** Start INFORMATION SHOWN **

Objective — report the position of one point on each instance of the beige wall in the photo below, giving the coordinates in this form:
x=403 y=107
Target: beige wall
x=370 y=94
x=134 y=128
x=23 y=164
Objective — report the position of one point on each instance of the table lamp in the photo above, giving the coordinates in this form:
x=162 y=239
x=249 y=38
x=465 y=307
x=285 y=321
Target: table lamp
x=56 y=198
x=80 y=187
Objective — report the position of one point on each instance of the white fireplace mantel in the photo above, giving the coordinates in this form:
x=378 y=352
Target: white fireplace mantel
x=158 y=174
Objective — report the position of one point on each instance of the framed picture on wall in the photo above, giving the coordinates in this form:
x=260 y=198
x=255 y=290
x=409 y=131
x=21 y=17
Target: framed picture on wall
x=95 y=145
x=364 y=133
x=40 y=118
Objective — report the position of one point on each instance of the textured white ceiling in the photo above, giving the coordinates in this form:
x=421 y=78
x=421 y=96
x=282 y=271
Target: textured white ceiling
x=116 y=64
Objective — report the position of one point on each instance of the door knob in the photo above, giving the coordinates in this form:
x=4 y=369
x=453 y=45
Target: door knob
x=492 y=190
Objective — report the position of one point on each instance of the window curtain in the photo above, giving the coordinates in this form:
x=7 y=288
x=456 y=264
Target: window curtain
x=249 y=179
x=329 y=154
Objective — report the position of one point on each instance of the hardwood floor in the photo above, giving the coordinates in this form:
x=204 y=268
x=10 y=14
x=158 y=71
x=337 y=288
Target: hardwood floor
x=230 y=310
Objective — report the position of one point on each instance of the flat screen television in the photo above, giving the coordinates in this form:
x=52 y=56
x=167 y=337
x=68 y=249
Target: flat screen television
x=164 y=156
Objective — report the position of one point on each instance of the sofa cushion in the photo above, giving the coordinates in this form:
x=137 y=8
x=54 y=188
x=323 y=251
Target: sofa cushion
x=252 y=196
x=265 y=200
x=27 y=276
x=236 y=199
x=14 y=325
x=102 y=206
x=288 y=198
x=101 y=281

** End INFORMATION SHOWN **

Set out the complete listing exactly as shown.

Objective — report the position of one point on each instance of the beige wall in the photo below, giving the coordinates in this form:
x=403 y=107
Target: beige wall
x=370 y=94
x=134 y=128
x=23 y=164
Objective — report the position of one point on each instance of the table lamp in the photo above, giving the coordinates in this form:
x=162 y=239
x=249 y=38
x=465 y=307
x=285 y=321
Target: table lamp
x=56 y=198
x=80 y=187
Objective — report the position of one point on each instance of the white fireplace mantel in the photo above, giving the coordinates in this form:
x=378 y=352
Target: white fireplace mantel
x=158 y=174
Objective — report the position of one point on each instance of the framed picture on wall in the photo above, giving the coordinates in this form:
x=260 y=198
x=255 y=290
x=409 y=131
x=21 y=17
Target: framed picture on wall
x=95 y=145
x=364 y=133
x=40 y=118
Objective — report the position of one point on each instance of the textured white ceiling in the photo above, giving the coordinates in this form:
x=421 y=78
x=421 y=96
x=282 y=271
Target: textured white ceiling
x=116 y=64
Objective — report the position of one point on each instance of the door knob in the photo above, giving the coordinates in this form:
x=4 y=369
x=453 y=45
Target: door knob
x=492 y=190
Objective — report the position of one point on each instance of the window curtain in the photo above, giving the coordinates in this form:
x=7 y=288
x=456 y=264
Target: window curtain
x=249 y=179
x=329 y=154
Objective — report the position of one point on each instance of the hardwood floor in the photo above, giving the coordinates in this form:
x=204 y=268
x=10 y=14
x=158 y=71
x=337 y=288
Target: hardwood floor
x=230 y=310
Objective — report the position of one point on each instance of the flat screen television in the photo above, giving the coordinates in this form:
x=52 y=56
x=167 y=337
x=68 y=249
Target: flat screen television
x=164 y=156
Objective — report the position of one point on each instance of the sofa cushion in the photo above, giving the coordinates in this form:
x=137 y=8
x=54 y=188
x=323 y=251
Target: sofa cushion
x=252 y=196
x=265 y=200
x=27 y=276
x=236 y=199
x=14 y=325
x=102 y=206
x=288 y=198
x=101 y=281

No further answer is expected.